• TEXTO DADO
○ ○ ○ ○ ○ ○ ○

JORGE OESTERHELD, responsable de la Oficina de Prensa de la Conferencia Episcopal Argentina | Para presentar el Año de la fe, una de las frases más empleadas tanto en estampas y sitios de Internet como en declaraciones y documentos eclesiásticos, está tomada de la encíclica del papa Benedicto XVI, Deus caritas est. Dice así la cita: “No se comienza a ser cristiano por una decisión ética o una gran idea, sino por el encuentro con un acontecimiento, con una Persona, que da un nuevo horizonte a la vida y, con ello, una orientación decisiva”.
¿Por qué el Santo Padre comienza con una negación? Podría haber afirmado, simplemente, que se comienza a ser cristiano “por el encuentro con un acontecimiento, con una Persona, que da un nuevo horizonte a la vida y, con ello, una orientación decisiva”. ¿Por qué habrá sentido el Papa la necesidad de comenzar aclarando lo que no es? ¿Y por qué habrá elegido precisamente esos dos temas: “una decisión ética o una gran idea”? ¿No será que durante demasiado tiempo fue justamente eso lo que se presentó como esencial?
De hecho, si les preguntamos a los cristianos no muy entrenados ni interesados en controversias teológicas, lo más probable es que asocien la idea de ser cristianos a la práctica de una determinada moral (decisión ética) o a pensar de determinada manera (una gran idea), y no al “encuentro con un acontecimiento, con una Persona”. Por algo ahora hay que aclararlo, y por algo la frase llama tanto la atención.
Está claro que desde siempre la afirmación central de cualquier catecismo puso en el centro de nuestras vidas el encuentro con Nuestro Señor Jesús, pero el acento no se ponía en el encuentro en sí mismo, sino en lo que significaba. Especialmente, lo que importaba era que quedaran bien claras las consecuencias de haber “conocido a Jesús”, las enormes responsabilidades que de ahí se seguían y los peligros que se corrían si uno no se hacía cargo de haber “sido elegido” para conocer y anunciar ese misterio…
El Credo y el catecismo vienen después;
lo primero es la experiencia
y la transmisión de la experiencia.

○ ○ ○ ○ ○ ○ ○

• QUÉ HACER
Reproduce el texto empezando en las palabras "Está claro que" y terminando después de "de la experiencia.", y cambia "experiencia" por "vivencia". El listado que sigue es material aparte del texto.

Registros de anotación de posiciones:
○ ○ ○ ○ ○ ○ ○

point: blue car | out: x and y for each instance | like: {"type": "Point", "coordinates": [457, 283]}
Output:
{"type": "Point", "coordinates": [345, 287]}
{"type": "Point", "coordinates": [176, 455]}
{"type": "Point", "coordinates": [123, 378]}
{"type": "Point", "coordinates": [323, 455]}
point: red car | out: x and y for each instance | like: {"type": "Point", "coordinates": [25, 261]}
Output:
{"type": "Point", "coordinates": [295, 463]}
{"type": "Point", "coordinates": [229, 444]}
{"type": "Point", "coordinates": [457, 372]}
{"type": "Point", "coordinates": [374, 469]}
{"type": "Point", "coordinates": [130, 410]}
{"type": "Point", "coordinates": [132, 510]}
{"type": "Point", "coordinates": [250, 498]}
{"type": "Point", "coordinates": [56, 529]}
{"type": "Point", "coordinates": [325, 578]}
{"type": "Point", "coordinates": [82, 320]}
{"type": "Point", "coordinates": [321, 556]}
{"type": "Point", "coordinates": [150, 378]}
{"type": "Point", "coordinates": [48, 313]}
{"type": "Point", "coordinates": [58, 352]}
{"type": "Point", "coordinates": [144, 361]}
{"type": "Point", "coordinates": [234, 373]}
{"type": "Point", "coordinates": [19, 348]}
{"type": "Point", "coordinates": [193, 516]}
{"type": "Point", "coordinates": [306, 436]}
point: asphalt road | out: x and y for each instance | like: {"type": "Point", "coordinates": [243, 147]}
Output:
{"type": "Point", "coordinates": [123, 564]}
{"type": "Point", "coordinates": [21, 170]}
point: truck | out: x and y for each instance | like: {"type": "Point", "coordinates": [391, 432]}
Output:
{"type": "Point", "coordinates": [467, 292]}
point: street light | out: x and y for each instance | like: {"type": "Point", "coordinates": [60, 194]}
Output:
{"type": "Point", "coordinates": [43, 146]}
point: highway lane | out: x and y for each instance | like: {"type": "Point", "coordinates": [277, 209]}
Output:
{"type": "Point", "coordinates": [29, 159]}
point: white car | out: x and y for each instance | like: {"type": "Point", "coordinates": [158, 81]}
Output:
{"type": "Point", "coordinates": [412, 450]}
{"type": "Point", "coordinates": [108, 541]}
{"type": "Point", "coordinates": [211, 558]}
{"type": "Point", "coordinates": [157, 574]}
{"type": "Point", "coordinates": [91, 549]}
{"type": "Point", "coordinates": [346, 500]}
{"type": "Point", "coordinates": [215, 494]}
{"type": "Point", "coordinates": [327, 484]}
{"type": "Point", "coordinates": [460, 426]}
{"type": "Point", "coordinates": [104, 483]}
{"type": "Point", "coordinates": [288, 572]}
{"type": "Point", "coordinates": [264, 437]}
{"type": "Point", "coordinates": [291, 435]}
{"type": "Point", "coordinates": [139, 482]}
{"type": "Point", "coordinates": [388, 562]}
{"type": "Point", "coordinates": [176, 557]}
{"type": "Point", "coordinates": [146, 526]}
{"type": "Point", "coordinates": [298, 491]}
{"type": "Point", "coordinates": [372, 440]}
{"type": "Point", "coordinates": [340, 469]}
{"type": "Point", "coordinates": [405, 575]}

○ ○ ○ ○ ○ ○ ○

• RESPUESTA
Está claro que desde siempre la afirmación central de cualquier catecismo puso en el centro de nuestras vidas el encuentro con Nuestro Señor Jesús, pero el acento no se ponía en el encuentro en sí mismo, sino en lo que significaba. Especialmente, lo que importaba era que quedaran bien claras las consecuencias de haber “conocido a Jesús”, las enormes responsabilidades que de ahí se seguían y los peligros que se corrían si uno no se hacía cargo de haber “sido elegido” para conocer y anunciar ese misterio…
El Credo y el catecismo vienen después;
lo primero es la vivencia
y la transmisión de la vivencia.